[Reading passage]:
┏━━
Would you like to tell me whether DESeq2 can analyze m6A-seq to detect differential m6A peaks? Other papers firstly used input reads to normalize m6A-seq reads, and then performed fisher’s exact test. It seems that DESeq2 can not accept normalized reads.
In DESeq2 instead of pre-scaling counts, you would just include the assay type as a design variable. Then you are essentially doing a paired analysis with assay type as the condition effect. E.g. ~sample + assay will compare, within each sample, the enriched vs input LFC. I would look at MA plots though as a diagnostic, and consider if you have features could be used to define controlGenes, but we don't have any automated workflows to do this. See ?estimateSizeFactors for description of controlGenes, and this step can then be run before DESeq if you want to specify that certain features be used for estimating the size factors.
Hello Michal, Thanks for your reply. Maybe what I describled was not clearly. I have 12 samples:
I want to analyze m6A-seq to detect differential m6A peaks between case and control groups. For m6A-seq, input samples must be used to normalize/control IP samples. So I want to know whether DESeq2 can regress out/control input samples. Thanks again.
┗━━
(Source data)
┏━━
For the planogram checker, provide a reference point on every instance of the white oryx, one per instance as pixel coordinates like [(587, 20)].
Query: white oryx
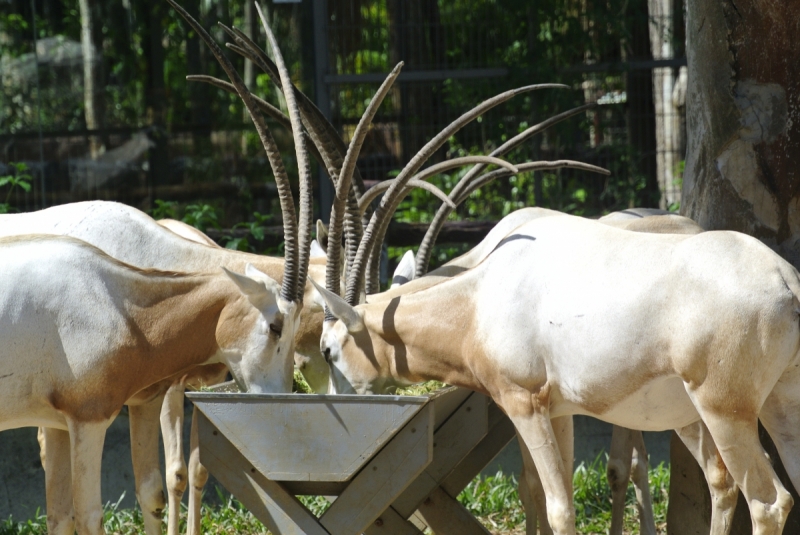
[(83, 333), (131, 236), (646, 331), (242, 340)]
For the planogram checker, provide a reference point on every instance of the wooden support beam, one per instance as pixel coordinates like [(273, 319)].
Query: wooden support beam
[(446, 516), (453, 441), (391, 523), (267, 500), (384, 478), (501, 432)]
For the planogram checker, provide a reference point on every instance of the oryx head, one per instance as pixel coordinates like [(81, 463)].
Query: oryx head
[(260, 355)]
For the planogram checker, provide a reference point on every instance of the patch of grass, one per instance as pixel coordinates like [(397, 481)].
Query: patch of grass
[(493, 499), (420, 389)]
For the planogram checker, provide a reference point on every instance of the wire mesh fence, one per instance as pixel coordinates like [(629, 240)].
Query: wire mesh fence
[(161, 139)]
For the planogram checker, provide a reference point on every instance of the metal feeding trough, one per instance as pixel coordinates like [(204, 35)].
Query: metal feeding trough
[(393, 463)]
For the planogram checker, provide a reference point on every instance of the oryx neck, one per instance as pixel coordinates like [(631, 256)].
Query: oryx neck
[(427, 335)]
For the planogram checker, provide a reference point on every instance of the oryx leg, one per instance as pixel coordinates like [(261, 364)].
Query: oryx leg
[(198, 476), (736, 437), (146, 466), (618, 473), (627, 460), (55, 454), (780, 416), (641, 483), (723, 489), (531, 491), (534, 426), (172, 432), (86, 454)]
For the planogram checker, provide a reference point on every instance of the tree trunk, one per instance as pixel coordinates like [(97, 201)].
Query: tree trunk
[(742, 162), (91, 89)]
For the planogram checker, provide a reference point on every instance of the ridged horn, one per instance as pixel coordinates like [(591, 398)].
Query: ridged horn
[(379, 221), (426, 246), (323, 135), (333, 271), (373, 192), (305, 222), (273, 154)]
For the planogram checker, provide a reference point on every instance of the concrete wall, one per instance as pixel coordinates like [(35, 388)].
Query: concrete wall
[(22, 477)]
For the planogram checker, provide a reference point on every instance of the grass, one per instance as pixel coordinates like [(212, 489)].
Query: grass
[(493, 499)]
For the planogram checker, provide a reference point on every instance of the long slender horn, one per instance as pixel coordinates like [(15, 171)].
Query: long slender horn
[(379, 222), (273, 112), (305, 221), (289, 285), (373, 192), (417, 180), (331, 145), (481, 180), (333, 271), (484, 179), (322, 133), (426, 246)]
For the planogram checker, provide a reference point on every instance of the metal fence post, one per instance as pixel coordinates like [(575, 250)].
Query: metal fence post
[(322, 96)]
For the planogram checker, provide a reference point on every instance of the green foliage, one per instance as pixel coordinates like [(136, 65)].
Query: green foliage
[(165, 210), (201, 216), (255, 230), (493, 499), (299, 384), (19, 179), (421, 389)]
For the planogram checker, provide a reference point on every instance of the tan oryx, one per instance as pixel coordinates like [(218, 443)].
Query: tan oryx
[(271, 339), (645, 331)]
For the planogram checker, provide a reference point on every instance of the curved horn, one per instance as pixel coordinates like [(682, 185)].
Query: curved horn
[(273, 154), (482, 180), (332, 274), (379, 221), (429, 172), (373, 192), (426, 246), (321, 130), (306, 200), (323, 135)]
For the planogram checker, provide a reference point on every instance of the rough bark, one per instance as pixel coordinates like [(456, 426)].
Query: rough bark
[(742, 162)]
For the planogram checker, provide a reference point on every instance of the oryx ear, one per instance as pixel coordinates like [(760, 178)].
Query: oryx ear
[(255, 286), (339, 308), (406, 269), (317, 251), (322, 235)]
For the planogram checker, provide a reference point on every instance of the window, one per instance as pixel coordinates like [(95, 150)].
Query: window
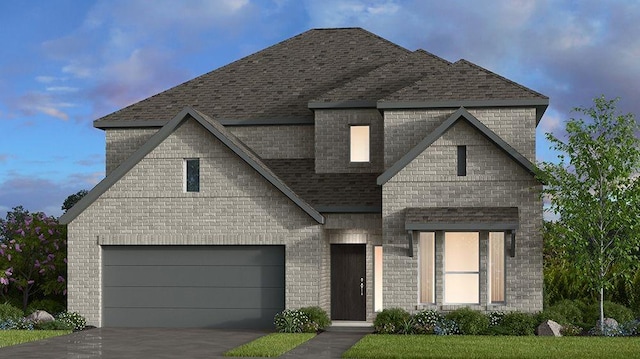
[(462, 268), (496, 267), (426, 255), (462, 160), (359, 143), (377, 278), (192, 175)]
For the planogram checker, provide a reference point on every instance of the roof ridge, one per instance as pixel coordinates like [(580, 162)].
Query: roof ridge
[(471, 64)]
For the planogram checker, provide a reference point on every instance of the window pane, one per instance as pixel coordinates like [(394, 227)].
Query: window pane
[(193, 175), (377, 279), (426, 256), (359, 143), (462, 288), (496, 266), (461, 252)]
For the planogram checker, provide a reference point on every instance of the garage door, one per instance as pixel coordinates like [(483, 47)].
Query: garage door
[(192, 286)]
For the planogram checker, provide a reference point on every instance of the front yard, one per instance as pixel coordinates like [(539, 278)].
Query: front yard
[(431, 346), (13, 337)]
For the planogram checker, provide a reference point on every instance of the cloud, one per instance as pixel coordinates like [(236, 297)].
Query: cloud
[(41, 194)]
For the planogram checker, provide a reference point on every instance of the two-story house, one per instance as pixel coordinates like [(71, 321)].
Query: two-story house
[(334, 169)]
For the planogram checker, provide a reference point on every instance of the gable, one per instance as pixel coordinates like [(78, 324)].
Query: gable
[(461, 115), (235, 146)]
┗━━
[What this exercise asks]:
1. In the DESeq2 thread, how many samples does the person studying m6A-seq say they have?
2. Output the DESeq2 thread word for word from "Would you like" to "accept normalized reads.".
The records have no connection to the DESeq2 thread.

[Your responses]:
1. 12 samples.

2.
Would you like to tell me whether DESeq2 can analyze m6A-seq to detect differential m6A peaks? Other papers firstly used input reads to normalize m6A-seq reads, and then performed fisher’s exact test. It seems that DESeq2 can not accept normalized reads.